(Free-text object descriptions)
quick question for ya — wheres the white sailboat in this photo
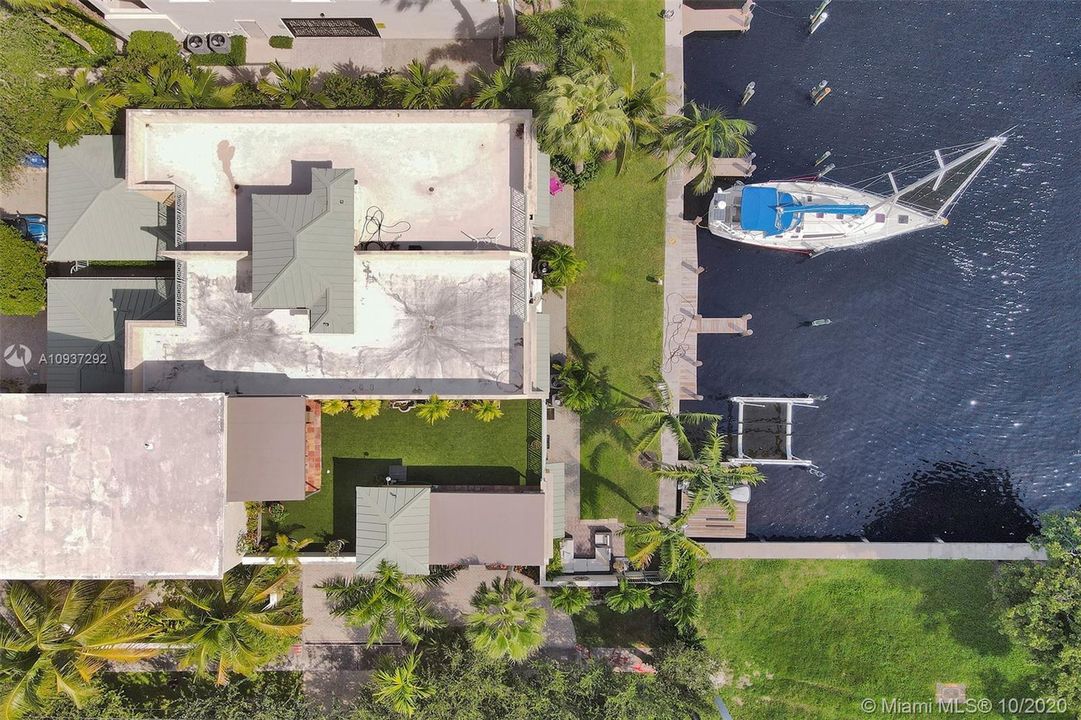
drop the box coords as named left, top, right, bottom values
left=706, top=134, right=1008, bottom=254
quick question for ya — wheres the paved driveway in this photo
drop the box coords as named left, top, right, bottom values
left=0, top=167, right=46, bottom=215
left=0, top=311, right=46, bottom=390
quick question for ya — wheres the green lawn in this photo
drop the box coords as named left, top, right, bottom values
left=570, top=1, right=667, bottom=521
left=698, top=560, right=1065, bottom=720
left=273, top=400, right=542, bottom=546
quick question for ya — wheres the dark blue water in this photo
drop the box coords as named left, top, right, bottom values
left=684, top=0, right=1081, bottom=540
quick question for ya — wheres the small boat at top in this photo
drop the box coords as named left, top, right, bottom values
left=706, top=134, right=1009, bottom=254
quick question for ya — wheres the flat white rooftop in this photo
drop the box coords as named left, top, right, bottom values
left=126, top=109, right=531, bottom=249
left=0, top=393, right=228, bottom=580
left=132, top=252, right=528, bottom=396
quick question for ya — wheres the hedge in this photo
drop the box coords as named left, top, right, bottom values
left=0, top=225, right=46, bottom=317
left=269, top=35, right=294, bottom=49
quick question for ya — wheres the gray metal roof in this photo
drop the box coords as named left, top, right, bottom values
left=534, top=151, right=551, bottom=227
left=355, top=486, right=430, bottom=575
left=47, top=136, right=169, bottom=261
left=46, top=277, right=173, bottom=393
left=251, top=167, right=355, bottom=334
left=547, top=462, right=565, bottom=541
left=533, top=311, right=550, bottom=394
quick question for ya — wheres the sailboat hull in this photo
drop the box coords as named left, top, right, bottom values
left=706, top=135, right=1007, bottom=254
left=707, top=181, right=943, bottom=254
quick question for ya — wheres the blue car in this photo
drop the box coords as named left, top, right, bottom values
left=2, top=213, right=47, bottom=245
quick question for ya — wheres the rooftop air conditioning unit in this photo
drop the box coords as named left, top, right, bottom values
left=207, top=33, right=230, bottom=53
left=184, top=34, right=209, bottom=54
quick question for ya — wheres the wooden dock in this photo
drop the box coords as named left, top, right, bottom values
left=682, top=0, right=754, bottom=35
left=694, top=314, right=753, bottom=336
left=680, top=490, right=748, bottom=539
left=683, top=156, right=756, bottom=182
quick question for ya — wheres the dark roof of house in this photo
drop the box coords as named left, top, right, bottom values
left=46, top=277, right=173, bottom=393
left=47, top=136, right=168, bottom=261
left=250, top=167, right=355, bottom=333
left=225, top=397, right=307, bottom=502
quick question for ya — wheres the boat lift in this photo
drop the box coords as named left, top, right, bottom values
left=726, top=396, right=817, bottom=466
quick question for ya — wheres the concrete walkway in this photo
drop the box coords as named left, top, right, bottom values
left=657, top=0, right=698, bottom=522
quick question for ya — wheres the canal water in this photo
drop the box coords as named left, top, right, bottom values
left=683, top=0, right=1081, bottom=540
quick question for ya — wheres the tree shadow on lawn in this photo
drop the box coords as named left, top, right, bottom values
left=868, top=560, right=1014, bottom=658
left=580, top=441, right=651, bottom=518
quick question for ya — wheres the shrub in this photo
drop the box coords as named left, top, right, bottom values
left=267, top=503, right=288, bottom=523
left=534, top=240, right=586, bottom=296
left=103, top=30, right=185, bottom=91
left=0, top=225, right=46, bottom=316
left=269, top=35, right=294, bottom=49
left=190, top=35, right=246, bottom=67
left=326, top=539, right=347, bottom=557
left=550, top=153, right=600, bottom=187
left=126, top=29, right=181, bottom=59
left=472, top=400, right=503, bottom=423
left=350, top=399, right=382, bottom=420
left=550, top=585, right=591, bottom=616
left=232, top=81, right=268, bottom=108
left=321, top=398, right=347, bottom=416
left=321, top=69, right=395, bottom=109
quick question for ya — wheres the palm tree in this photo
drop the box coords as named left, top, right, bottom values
left=505, top=0, right=628, bottom=75
left=50, top=70, right=126, bottom=134
left=617, top=67, right=670, bottom=173
left=318, top=561, right=446, bottom=646
left=604, top=578, right=652, bottom=613
left=127, top=65, right=238, bottom=109
left=535, top=241, right=586, bottom=295
left=654, top=102, right=757, bottom=195
left=620, top=515, right=708, bottom=580
left=650, top=578, right=701, bottom=637
left=535, top=70, right=629, bottom=172
left=472, top=400, right=504, bottom=423
left=616, top=375, right=720, bottom=456
left=350, top=399, right=383, bottom=420
left=468, top=62, right=533, bottom=109
left=548, top=585, right=591, bottom=616
left=321, top=398, right=348, bottom=416
left=554, top=359, right=601, bottom=414
left=387, top=60, right=457, bottom=110
left=371, top=653, right=432, bottom=717
left=466, top=576, right=546, bottom=662
left=0, top=581, right=156, bottom=719
left=655, top=421, right=766, bottom=518
left=257, top=61, right=333, bottom=108
left=415, top=395, right=456, bottom=425
left=268, top=534, right=314, bottom=566
left=160, top=565, right=305, bottom=684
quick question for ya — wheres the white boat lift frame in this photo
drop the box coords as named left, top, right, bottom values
left=727, top=396, right=817, bottom=466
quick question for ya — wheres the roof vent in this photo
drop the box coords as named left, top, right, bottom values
left=184, top=34, right=209, bottom=54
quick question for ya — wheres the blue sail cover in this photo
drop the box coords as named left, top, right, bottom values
left=739, top=186, right=869, bottom=236
left=740, top=187, right=798, bottom=235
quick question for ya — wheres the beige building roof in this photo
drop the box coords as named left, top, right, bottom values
left=0, top=393, right=230, bottom=580
left=225, top=396, right=306, bottom=502
left=428, top=491, right=547, bottom=567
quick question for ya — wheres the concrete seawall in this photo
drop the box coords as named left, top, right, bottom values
left=700, top=542, right=1046, bottom=561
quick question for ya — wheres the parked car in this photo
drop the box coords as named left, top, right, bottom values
left=22, top=152, right=47, bottom=169
left=1, top=213, right=47, bottom=245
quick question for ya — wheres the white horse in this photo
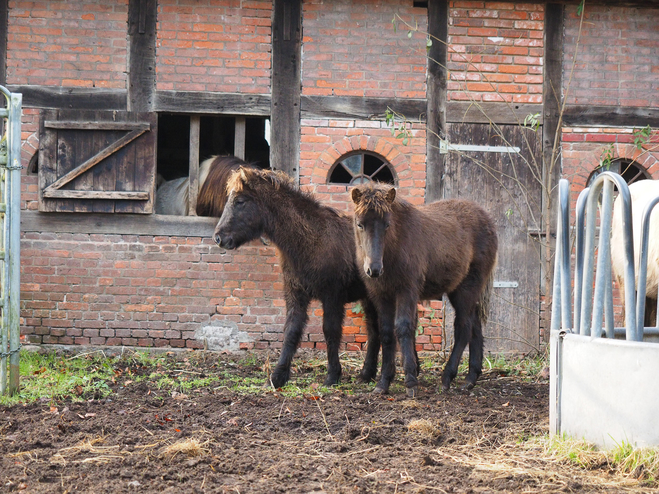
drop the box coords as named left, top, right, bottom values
left=611, top=179, right=659, bottom=326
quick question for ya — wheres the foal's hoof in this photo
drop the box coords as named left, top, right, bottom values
left=406, top=386, right=418, bottom=398
left=461, top=381, right=476, bottom=391
left=270, top=370, right=290, bottom=389
left=323, top=375, right=340, bottom=386
left=357, top=371, right=376, bottom=383
left=372, top=386, right=388, bottom=395
left=440, top=383, right=451, bottom=393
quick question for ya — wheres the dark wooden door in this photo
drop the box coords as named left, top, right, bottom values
left=442, top=123, right=542, bottom=354
left=38, top=110, right=157, bottom=213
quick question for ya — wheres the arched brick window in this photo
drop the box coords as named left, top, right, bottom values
left=327, top=152, right=396, bottom=185
left=587, top=158, right=650, bottom=188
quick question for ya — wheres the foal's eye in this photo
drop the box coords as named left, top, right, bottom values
left=385, top=222, right=390, bottom=230
left=356, top=222, right=364, bottom=230
left=235, top=198, right=245, bottom=207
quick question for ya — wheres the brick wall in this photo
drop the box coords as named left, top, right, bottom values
left=6, top=0, right=128, bottom=88
left=447, top=1, right=544, bottom=103
left=301, top=0, right=427, bottom=98
left=156, top=0, right=272, bottom=93
left=563, top=5, right=659, bottom=107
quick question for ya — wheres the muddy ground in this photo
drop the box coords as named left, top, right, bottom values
left=0, top=350, right=654, bottom=493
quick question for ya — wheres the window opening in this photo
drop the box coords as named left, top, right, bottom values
left=156, top=114, right=270, bottom=215
left=587, top=159, right=650, bottom=190
left=328, top=152, right=396, bottom=185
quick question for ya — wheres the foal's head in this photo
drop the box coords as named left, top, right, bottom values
left=351, top=184, right=396, bottom=278
left=214, top=167, right=292, bottom=249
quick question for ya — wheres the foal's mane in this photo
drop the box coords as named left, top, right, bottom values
left=227, top=167, right=316, bottom=204
left=352, top=183, right=395, bottom=217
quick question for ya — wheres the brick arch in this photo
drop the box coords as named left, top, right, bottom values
left=312, top=136, right=412, bottom=186
left=581, top=144, right=659, bottom=181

▶ PROBLEM REQUIREMENTS:
Starting from the line containing "quick question for ya — wheres the foal's head", repeat each line through the end of the entries, exactly.

▶ WORKED SOLUTION:
quick question for ya — wheres the foal's head in this photo
drop the box coords as named left, top, right, bottom values
left=351, top=184, right=396, bottom=278
left=214, top=167, right=292, bottom=249
quick question for ya — wheres the foal's mane in this photo
drop the box coords as named left, top, right, bottom values
left=227, top=167, right=316, bottom=204
left=352, top=183, right=395, bottom=217
quick question for ya — wheres the brick arch in this photo
drop the box coords as named left, top, right, bottom values
left=312, top=136, right=412, bottom=186
left=581, top=144, right=659, bottom=181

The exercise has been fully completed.